■ Exercise material
·····
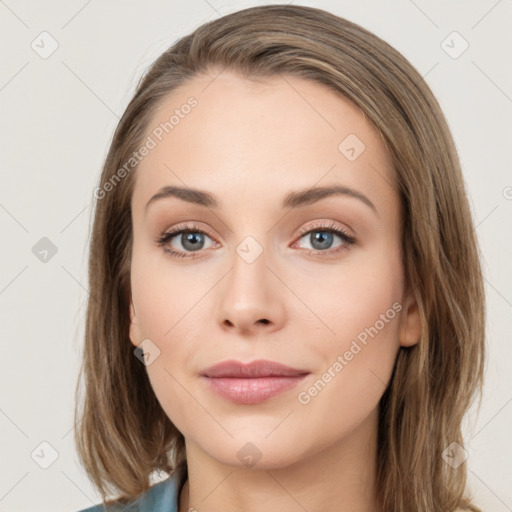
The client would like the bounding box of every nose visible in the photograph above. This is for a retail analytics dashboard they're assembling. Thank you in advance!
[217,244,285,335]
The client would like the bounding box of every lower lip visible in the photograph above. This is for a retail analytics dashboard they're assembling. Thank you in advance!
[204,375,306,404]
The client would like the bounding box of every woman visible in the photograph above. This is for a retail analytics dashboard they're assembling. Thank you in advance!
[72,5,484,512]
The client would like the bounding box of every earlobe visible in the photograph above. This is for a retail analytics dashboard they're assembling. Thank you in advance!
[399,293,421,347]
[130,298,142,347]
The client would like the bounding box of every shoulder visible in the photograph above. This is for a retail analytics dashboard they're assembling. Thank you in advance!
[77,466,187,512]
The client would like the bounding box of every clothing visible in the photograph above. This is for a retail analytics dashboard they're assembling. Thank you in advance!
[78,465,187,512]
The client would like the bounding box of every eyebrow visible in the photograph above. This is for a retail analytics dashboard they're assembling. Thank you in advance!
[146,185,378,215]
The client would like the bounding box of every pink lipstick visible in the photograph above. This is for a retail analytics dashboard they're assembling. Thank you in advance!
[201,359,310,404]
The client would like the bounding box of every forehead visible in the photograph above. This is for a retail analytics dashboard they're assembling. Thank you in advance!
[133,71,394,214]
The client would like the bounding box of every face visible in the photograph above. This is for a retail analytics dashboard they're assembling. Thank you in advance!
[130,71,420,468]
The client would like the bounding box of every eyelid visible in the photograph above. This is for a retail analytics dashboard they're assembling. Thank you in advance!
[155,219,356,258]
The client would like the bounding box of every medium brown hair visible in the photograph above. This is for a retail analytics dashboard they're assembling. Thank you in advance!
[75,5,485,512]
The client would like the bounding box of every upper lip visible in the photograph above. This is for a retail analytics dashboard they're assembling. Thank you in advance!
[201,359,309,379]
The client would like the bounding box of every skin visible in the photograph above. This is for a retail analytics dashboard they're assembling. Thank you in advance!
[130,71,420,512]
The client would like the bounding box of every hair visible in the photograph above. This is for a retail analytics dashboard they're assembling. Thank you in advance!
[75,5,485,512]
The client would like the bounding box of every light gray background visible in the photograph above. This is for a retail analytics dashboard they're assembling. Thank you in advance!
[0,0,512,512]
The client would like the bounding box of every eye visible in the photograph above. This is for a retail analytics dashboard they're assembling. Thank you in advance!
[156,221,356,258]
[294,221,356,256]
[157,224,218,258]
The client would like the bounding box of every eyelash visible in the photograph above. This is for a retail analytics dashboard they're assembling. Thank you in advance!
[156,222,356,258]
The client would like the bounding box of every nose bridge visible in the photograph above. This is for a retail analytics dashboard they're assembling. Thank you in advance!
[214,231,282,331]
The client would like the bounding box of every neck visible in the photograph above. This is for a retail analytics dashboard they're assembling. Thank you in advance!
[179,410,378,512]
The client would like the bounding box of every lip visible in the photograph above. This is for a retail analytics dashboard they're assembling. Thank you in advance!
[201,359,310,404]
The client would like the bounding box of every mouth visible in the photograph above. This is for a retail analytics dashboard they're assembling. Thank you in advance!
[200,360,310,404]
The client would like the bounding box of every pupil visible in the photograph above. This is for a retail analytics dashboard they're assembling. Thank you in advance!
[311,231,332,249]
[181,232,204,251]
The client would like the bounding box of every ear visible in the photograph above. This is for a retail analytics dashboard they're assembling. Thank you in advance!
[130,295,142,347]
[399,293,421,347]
·····
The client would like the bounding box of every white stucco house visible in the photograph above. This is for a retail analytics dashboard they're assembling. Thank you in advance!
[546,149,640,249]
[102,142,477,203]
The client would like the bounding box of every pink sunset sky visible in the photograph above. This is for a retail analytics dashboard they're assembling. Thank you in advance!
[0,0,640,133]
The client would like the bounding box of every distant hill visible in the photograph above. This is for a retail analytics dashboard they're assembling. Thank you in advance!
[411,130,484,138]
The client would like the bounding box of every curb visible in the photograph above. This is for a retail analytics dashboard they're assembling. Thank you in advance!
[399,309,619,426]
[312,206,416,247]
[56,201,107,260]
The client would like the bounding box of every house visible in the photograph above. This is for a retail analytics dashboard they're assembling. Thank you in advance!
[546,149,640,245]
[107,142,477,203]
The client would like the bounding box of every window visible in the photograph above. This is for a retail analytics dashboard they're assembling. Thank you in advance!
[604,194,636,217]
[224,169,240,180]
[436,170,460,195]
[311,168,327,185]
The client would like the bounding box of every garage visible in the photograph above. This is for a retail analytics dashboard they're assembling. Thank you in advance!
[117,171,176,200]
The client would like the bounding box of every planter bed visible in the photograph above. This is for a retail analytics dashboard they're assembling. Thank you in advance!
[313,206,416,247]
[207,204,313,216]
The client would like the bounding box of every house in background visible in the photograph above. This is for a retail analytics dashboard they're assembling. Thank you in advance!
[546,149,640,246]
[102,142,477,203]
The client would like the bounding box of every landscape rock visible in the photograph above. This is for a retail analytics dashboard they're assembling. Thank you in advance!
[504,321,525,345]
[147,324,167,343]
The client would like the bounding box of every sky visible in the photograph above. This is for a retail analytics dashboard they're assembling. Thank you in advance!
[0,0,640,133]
·····
■ Task
Please reproduce the lines between the one holding "The client would like the bounding box of every eye visible" and the one holding "[181,232,204,251]", inclusive, swapping "retail analytics dashboard" for "inventory tracking system" and leaving everything else unchanged.

■ Reply
The client would like the bounding box of every eye visible in the photograph above. This is for a inventory tracking system they're assembling. Thank you in advance!
[156,221,356,258]
[294,221,356,256]
[157,224,218,258]
The client would like the bounding box of every eyelash visible in the photograph above. This is for a inventory tracking system they're assembling. Thank you in advance!
[156,222,356,258]
The client would like the bounding box of every nose bridge visible in the photograph above. This is for a inventory tracking system they're assembling. Thank you in advance!
[214,231,282,331]
The client would like the bounding box of every neck visible in the photograph above. This is for a inventory tracking system they're assembling. Thank you in advance!
[179,410,378,512]
The client would like the bounding box of every lip visible in the photograph above. This is for a inventory tracking system they're assembling. Thank you in advance!
[201,359,310,404]
The client would like the bounding box of every mouth visible in the photograph above. This is for a inventory tracking system they're assembling. Thank you in advance!
[200,360,310,404]
The client would like the bounding box of every pupil visible in the photograph above. This is for a inventory tracking system they're assembling. Thank you in advance!
[311,231,332,249]
[181,232,204,251]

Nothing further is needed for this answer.